begin

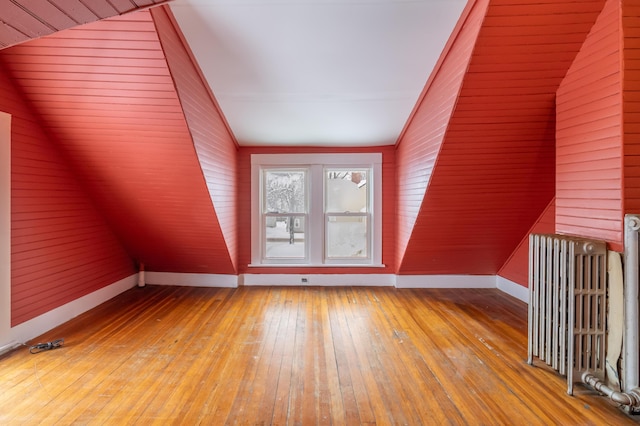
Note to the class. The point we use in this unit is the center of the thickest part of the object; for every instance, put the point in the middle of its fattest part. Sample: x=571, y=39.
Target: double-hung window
x=316, y=209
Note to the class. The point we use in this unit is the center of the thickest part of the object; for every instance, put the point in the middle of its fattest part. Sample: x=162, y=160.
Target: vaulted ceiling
x=317, y=72
x=150, y=108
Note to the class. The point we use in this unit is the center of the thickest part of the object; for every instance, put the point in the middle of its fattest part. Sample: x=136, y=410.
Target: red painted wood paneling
x=388, y=210
x=494, y=173
x=105, y=92
x=419, y=144
x=516, y=267
x=631, y=104
x=61, y=246
x=23, y=20
x=214, y=143
x=589, y=137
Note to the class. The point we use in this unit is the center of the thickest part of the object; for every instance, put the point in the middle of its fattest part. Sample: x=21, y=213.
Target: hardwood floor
x=181, y=355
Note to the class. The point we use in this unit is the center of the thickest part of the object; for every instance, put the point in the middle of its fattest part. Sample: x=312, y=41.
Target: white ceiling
x=317, y=72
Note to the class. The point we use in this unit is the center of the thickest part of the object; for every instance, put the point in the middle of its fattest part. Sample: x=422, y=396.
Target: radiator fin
x=567, y=304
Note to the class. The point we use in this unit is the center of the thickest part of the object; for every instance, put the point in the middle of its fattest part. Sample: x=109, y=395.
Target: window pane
x=347, y=237
x=346, y=191
x=284, y=191
x=285, y=237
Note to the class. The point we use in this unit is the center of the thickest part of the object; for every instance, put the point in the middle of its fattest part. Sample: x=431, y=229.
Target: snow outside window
x=316, y=209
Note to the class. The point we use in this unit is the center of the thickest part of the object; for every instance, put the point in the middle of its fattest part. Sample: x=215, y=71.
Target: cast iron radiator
x=568, y=305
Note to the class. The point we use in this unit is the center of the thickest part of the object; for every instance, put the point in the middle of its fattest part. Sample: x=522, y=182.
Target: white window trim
x=316, y=251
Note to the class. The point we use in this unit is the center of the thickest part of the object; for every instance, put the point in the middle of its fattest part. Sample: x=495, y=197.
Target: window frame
x=316, y=237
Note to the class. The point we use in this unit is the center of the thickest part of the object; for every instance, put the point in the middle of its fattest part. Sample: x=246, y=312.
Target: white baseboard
x=446, y=281
x=45, y=322
x=513, y=289
x=191, y=280
x=324, y=280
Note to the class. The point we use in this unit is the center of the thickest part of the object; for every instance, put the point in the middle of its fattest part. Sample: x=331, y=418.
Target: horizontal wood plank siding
x=214, y=143
x=495, y=170
x=388, y=210
x=61, y=245
x=105, y=91
x=589, y=137
x=418, y=148
x=23, y=20
x=631, y=104
x=516, y=268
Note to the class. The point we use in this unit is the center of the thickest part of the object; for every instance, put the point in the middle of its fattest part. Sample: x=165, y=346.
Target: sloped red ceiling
x=104, y=93
x=589, y=144
x=216, y=148
x=494, y=173
x=631, y=104
x=23, y=20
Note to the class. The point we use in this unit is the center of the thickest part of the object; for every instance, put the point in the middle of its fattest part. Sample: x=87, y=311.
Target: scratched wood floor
x=307, y=356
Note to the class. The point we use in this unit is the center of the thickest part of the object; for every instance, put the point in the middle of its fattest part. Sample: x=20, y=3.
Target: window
x=316, y=209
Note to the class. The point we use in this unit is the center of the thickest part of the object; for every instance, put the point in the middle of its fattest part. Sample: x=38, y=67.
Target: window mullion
x=316, y=215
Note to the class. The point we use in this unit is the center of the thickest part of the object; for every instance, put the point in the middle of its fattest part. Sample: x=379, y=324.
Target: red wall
x=214, y=143
x=106, y=92
x=589, y=138
x=419, y=145
x=61, y=248
x=516, y=268
x=388, y=211
x=631, y=105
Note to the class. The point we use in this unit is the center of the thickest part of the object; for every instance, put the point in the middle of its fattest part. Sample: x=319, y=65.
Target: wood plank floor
x=180, y=355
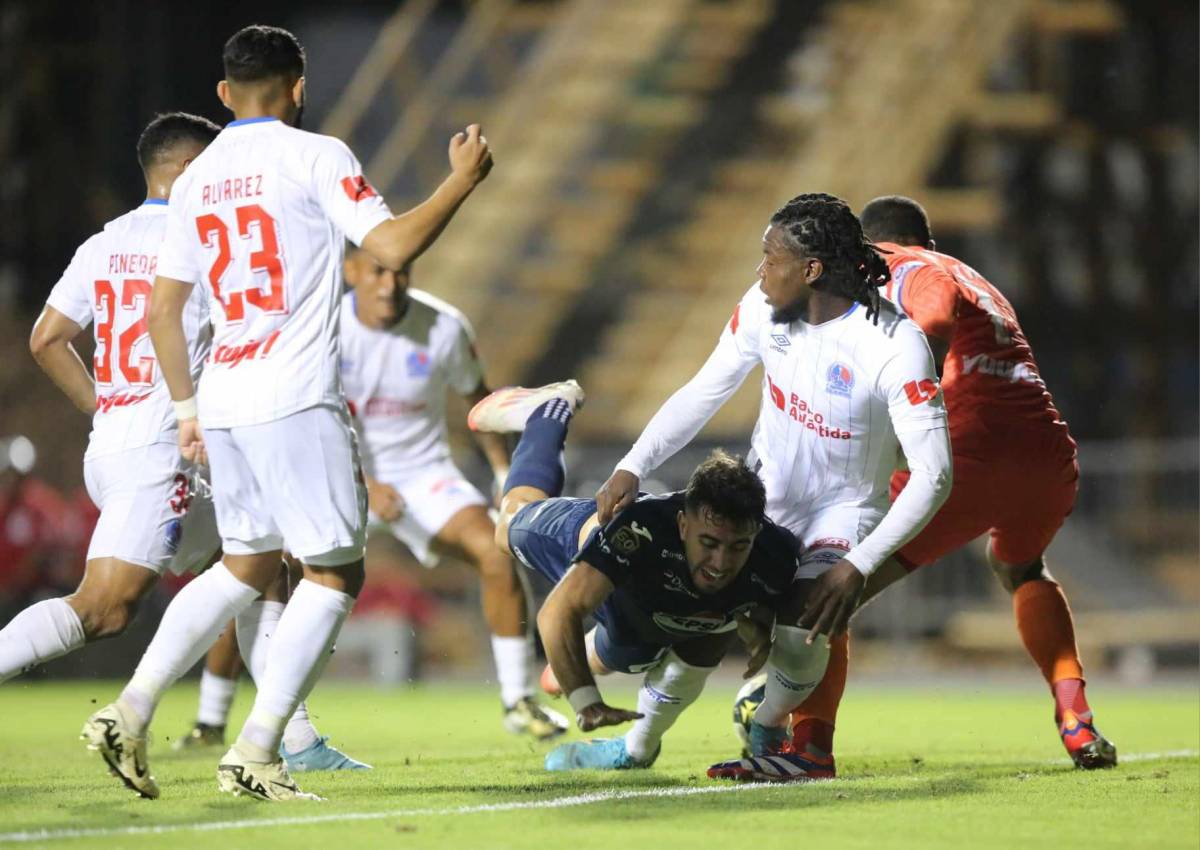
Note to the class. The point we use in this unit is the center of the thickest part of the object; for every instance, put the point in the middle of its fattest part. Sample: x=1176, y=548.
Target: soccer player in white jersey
x=402, y=349
x=849, y=383
x=132, y=468
x=261, y=219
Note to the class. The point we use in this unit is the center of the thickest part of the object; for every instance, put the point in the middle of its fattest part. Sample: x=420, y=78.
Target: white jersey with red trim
x=838, y=399
x=396, y=382
x=262, y=217
x=108, y=282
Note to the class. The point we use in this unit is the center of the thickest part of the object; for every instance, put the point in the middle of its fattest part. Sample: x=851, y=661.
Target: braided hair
x=821, y=226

end

WHAT YOU ARE ASKED TO DO: Repeat the full listing above exactly, with no pictures in the copy.

RESPONSE TO THE TASK:
Note to the class. The point we use in this unit is the center of the thickest part of the object; for every instance, put the point in the middle of its fattest part. Sample: x=571, y=39.
Target: double-hung window
x=316, y=209
Note to the class. The point we use in this unit is the center of the thickest part of the object; for every instance, put the point in the middle of its fattest part. Sample: x=162, y=160.
Target: vaulted ceiling
x=317, y=72
x=150, y=108
Note to the class. The point we use in this unit is the center of the thickest part of the object; for every instance, put the point in the middle of its fattest part. Sample: x=136, y=410.
Target: red painted wood paneling
x=388, y=210
x=494, y=173
x=105, y=92
x=419, y=144
x=516, y=267
x=631, y=104
x=61, y=246
x=23, y=20
x=214, y=143
x=589, y=137
Note to the class. The point we use in this unit is the center of the thickest part of the object; for every instance, put the point in the middle of its fattest part. Sample: x=21, y=213.
Target: hardwood floor
x=181, y=355
Note to the class. The point we use in this unit is the center of the thickest part of the object; for every instance, put the point in the middle of its fattest part. Sample: x=312, y=41.
Target: white ceiling
x=317, y=72
Note to the class. The point we use in this unit is the center of the thickest part of the object; for every instance, put the point in the middle of its fattest part. Sample: x=422, y=396.
Target: radiator fin
x=567, y=304
Note to the class. The point we use in this unit is the center of the thickest part of the object; for every instance, put the point in the middle of its fattest part. Sample: x=109, y=395.
Target: window pane
x=347, y=237
x=346, y=191
x=284, y=191
x=285, y=237
Note to the class. The point we use in this unit is the center of the thickest part of the object; for every instance, put the point in the middle of its fattest part. Sample: x=431, y=229.
Target: snow outside window
x=316, y=209
Note to the class. The point we use in this unit is the center of the thickest part of the object; for every instance, put the point in the middle of its fattest part. Sample: x=215, y=71.
Target: cast iron radiator
x=568, y=305
Note to the class. The point we use in this unit is the center of the thickest part of the object; for every instance, put the point in the middle of its fattest part. Sample: x=522, y=182.
Target: white window trim
x=316, y=251
Note to the class. The point we use in this unit is the center of the thickest part of the object; for every instance, put the point in the middle of its fattest part. Sample: x=495, y=197.
Target: window frame
x=316, y=237
Note to the class. The point we use in this unit is the center of the thickest part of the object; for every instance, put the point in the middle of its fattest part. Sample: x=246, y=312.
Target: white baseboard
x=446, y=281
x=45, y=322
x=513, y=289
x=191, y=280
x=324, y=280
Note to the class. The point we use in this unit is the center of the thickest part of the object; for every instance, put the point in the middle of its fattest part. Sample: x=331, y=418.
Target: horizontal wood plank siding
x=214, y=143
x=495, y=170
x=388, y=210
x=61, y=245
x=105, y=91
x=589, y=137
x=418, y=148
x=23, y=20
x=631, y=104
x=516, y=268
Note to the class. The point we use in this unit is the center of the thickest part of the object; for every instance, put the point in the middle of its fattest part. Sample: x=165, y=346.
Target: sloped red ceiling
x=104, y=93
x=589, y=144
x=216, y=148
x=494, y=173
x=631, y=104
x=23, y=20
Note to the class. The point we use in this unit is the center of the thickest part of the object; for every instance, put the point in the middle of its fattest part. Sample: x=87, y=311.
Target: scratched wood floor
x=307, y=356
Note to the class. The point we use in this unit is the center of the thickest part of the object; for every instance, put the point in the middle of its fattest part. Sample: x=20, y=3.
Target: window
x=316, y=209
Note to the class. The point we use in this unit is the center of the thickest part of the object; for every instance, put the point in the middle of its fattest part. Sample: x=38, y=67.
Target: window mullion
x=316, y=215
Note to the class. The point we use in this unit is the center of the thickest part of the object; for every instance, put the point in the middle of its fattest part. Sample: x=379, y=324.
Target: red wall
x=214, y=143
x=106, y=92
x=589, y=138
x=419, y=145
x=61, y=248
x=516, y=268
x=388, y=211
x=631, y=105
Note to the class. The point we use in this unit is the center of the thickest part of the object; for every instance, put the point in the middle of its fattest part. Sample: x=319, y=65.
Target: wood plank floor
x=180, y=355
Note to the class. The point we use in this unit is the center of the thickest part of the object; for every instance, put the point in the middle of its fattest part. Sample: x=1176, y=548.
Target: soccer player in white jersey
x=402, y=349
x=849, y=383
x=132, y=468
x=261, y=219
Note to the class. The point we use in this unit is the center of the thickest part of the object; for every instance, put the point in the middle of its fattest part. Sample: x=420, y=78.
Target: white jersey with red trim
x=838, y=399
x=396, y=382
x=262, y=217
x=108, y=282
Note to the class. The point we use in this unit is the center of the thickest part of the object; for every instance, put the point in the middle of its fattest part. Sample: x=851, y=661.
Target: braided hair
x=821, y=226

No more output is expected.